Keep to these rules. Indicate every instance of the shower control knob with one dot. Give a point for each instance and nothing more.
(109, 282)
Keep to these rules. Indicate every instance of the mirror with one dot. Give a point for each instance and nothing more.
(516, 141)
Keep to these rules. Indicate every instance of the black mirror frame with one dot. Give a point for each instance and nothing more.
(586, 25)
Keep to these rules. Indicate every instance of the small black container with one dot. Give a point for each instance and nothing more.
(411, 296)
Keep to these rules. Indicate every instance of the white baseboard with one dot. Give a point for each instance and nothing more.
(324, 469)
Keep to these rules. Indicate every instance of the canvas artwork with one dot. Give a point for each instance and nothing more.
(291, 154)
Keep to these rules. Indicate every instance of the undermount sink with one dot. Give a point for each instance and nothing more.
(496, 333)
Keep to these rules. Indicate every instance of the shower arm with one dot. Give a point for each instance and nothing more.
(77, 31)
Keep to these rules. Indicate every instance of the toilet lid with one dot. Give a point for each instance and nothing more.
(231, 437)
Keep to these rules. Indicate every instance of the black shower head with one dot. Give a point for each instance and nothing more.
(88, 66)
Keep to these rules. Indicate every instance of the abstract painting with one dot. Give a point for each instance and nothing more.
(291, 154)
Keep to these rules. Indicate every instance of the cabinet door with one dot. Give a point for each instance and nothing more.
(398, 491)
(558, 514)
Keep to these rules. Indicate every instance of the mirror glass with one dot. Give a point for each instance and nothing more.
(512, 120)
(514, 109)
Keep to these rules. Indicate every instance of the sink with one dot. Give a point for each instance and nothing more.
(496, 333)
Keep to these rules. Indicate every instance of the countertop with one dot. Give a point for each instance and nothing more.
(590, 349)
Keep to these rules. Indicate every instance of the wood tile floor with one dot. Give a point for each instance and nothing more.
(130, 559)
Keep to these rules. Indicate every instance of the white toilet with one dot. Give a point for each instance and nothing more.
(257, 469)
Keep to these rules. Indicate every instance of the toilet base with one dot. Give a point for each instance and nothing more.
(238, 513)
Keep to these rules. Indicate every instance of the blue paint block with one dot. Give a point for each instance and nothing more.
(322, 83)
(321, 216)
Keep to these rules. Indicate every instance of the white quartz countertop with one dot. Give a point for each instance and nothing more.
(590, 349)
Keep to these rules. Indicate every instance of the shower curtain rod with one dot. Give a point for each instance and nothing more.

Objective: Write out every line of the data above, changing nothing.

Solution for this problem:
Keep to these rules. Indicate every instance of the shower control knob with one dot. Give a point for each instance and nothing more.
(109, 282)
Keep to these rules. Indicate every instance of the mirror with one dot. Give a point for each instance and nothing more.
(516, 141)
Keep to these rules. Indicate every instance of the black mirror frame with one dot. Give a point for each instance and nothing more.
(586, 25)
Keep to these rules. Indicate every instance of the small black container with one dot. Give a point for each instance and nothing more.
(411, 296)
Keep to these rules. Indicate every instance of the white baseboard with one dot. Give a point for each instance and nothing more.
(324, 469)
Keep to these rules. Indicate every instance of the canvas artwork with one dot. Give a point for each instance and nothing more.
(291, 154)
Keep to these rules. Indicate every instance of the undermount sink with one dot. Give a point for each instance and nothing more.
(496, 333)
Keep to these rules. Indicate every instance of the shower arm with one dot. Give a point for each instance and nothing more.
(77, 31)
Keep to these rules. Indicate every instance of the toilet lid with one dot. Give a point for each instance and nothing more.
(231, 437)
Keep to these rules. Indicate every instance of the black shower head with one dot. Give a point for each instance and nothing more.
(88, 66)
Keep to these rules. Indicate every instance of the abstract painting with one dot. Give a point for each instance and nothing more.
(291, 154)
Keep to these rules. Indicate every instance of the cabinet door with one dot. Give a point for each instance and nothing more.
(398, 491)
(558, 514)
Keep to these rules. Indicate every instance of the mirror glass with one dot. Give a point for each instance and nothing more.
(512, 120)
(514, 109)
Keep to these rules. Indicate every instance of the sink with one dot. Give a point for each instance and nothing more.
(496, 333)
Keep to these rules. Indicate every instance of the countertop with one dot. Give a point for each instance and nothing more.
(590, 349)
Keep to these rules. Indicate every instance of the wood tile floor with one dot. Give a point for each instance and nothing more.
(130, 559)
Keep to these rules. Indicate every instance of the white toilet with one dot. Give a point for each instance and nothing more.
(257, 469)
Keep to these rules. Indicate every instance of the toilet base with one dot. Give a point for each instance and nothing more.
(238, 513)
Keep to these rules. Indicate every instance of the blue paint block with one dot. Give a point for each instance and nothing more.
(322, 83)
(321, 216)
Keep to these rules. Indicate every instance of the white quartz countertop with one dot. Give a point for each instance and nothing more.
(590, 349)
Keep to these rules. Indicate every instance of the shower curtain rod with one dot. Give a point for each instance and nothing more.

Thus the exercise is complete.